----- RECORD EXCERPTS

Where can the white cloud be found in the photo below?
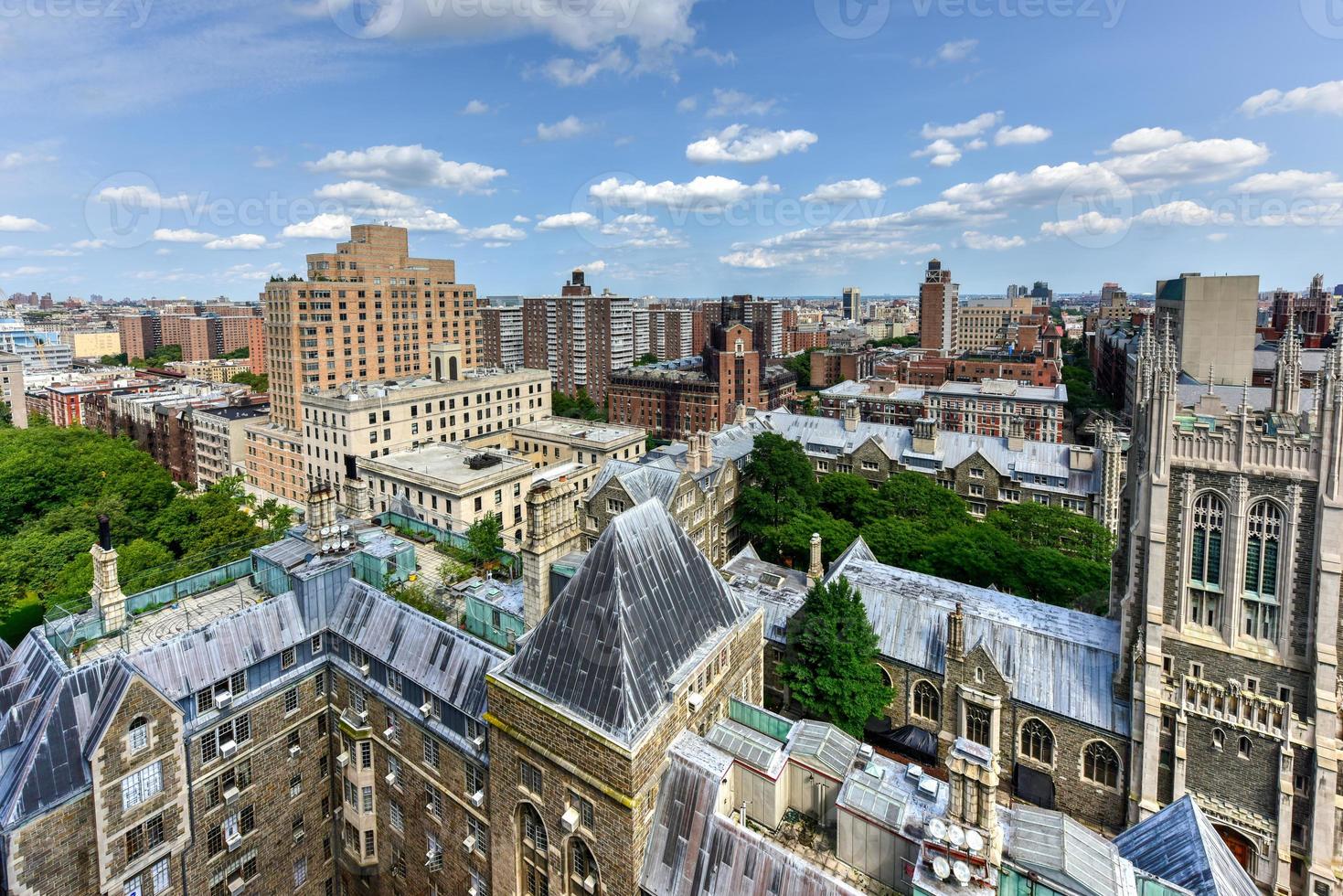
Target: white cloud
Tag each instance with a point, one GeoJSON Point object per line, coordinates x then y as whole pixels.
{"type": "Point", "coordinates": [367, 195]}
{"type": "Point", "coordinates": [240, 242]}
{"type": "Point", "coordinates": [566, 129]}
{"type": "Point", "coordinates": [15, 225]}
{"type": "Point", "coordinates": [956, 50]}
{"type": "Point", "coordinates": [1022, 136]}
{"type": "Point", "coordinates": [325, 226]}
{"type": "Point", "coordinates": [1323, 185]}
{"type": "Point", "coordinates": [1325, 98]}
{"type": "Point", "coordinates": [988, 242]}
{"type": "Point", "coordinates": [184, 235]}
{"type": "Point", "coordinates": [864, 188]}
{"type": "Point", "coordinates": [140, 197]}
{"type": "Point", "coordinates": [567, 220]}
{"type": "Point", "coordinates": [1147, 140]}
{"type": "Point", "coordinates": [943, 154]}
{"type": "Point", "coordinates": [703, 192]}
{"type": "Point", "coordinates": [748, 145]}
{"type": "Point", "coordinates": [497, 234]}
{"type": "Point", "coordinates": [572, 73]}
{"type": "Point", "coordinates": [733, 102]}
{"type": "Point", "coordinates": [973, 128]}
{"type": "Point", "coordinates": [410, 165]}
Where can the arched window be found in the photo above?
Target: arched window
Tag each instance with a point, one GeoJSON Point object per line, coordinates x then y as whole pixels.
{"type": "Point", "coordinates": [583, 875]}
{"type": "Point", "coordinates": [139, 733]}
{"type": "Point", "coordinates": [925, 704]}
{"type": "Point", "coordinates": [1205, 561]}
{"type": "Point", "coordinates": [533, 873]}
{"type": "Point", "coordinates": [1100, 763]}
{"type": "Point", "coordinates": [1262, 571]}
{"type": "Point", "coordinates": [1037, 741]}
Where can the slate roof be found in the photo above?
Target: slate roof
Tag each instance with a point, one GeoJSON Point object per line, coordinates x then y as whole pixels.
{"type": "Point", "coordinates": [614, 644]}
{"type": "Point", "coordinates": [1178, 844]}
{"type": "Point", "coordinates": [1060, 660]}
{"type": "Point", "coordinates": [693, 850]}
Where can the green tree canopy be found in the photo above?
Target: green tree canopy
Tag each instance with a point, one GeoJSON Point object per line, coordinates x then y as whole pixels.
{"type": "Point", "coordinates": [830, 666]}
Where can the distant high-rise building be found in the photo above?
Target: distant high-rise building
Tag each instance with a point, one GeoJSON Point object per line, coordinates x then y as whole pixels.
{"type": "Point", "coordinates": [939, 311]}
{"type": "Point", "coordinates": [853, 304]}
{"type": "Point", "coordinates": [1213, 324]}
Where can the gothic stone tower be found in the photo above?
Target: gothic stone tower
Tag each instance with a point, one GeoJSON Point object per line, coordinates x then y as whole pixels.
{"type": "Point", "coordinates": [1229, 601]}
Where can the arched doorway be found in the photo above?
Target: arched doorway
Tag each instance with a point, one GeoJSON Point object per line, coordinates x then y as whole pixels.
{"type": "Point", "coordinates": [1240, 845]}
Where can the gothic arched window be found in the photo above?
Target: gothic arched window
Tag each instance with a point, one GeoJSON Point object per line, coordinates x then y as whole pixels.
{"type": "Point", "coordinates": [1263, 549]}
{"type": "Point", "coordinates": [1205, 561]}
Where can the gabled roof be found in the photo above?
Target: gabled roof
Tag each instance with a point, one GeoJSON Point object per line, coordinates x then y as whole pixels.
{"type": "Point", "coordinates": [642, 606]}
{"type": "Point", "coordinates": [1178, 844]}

----------

PROMPT: Please copy everything from the line containing "Where can the gabled" down to the final line, substituting "pitched roof" for "gabled roof" and leaving all else unchanged.

THE OUTPUT:
Where can the pitched roof be found in the photo above?
Target: pitched roof
Tag each instance with a point, one GeoJSON Point object per line, coordinates x then y as whole pixels.
{"type": "Point", "coordinates": [642, 606]}
{"type": "Point", "coordinates": [1178, 844]}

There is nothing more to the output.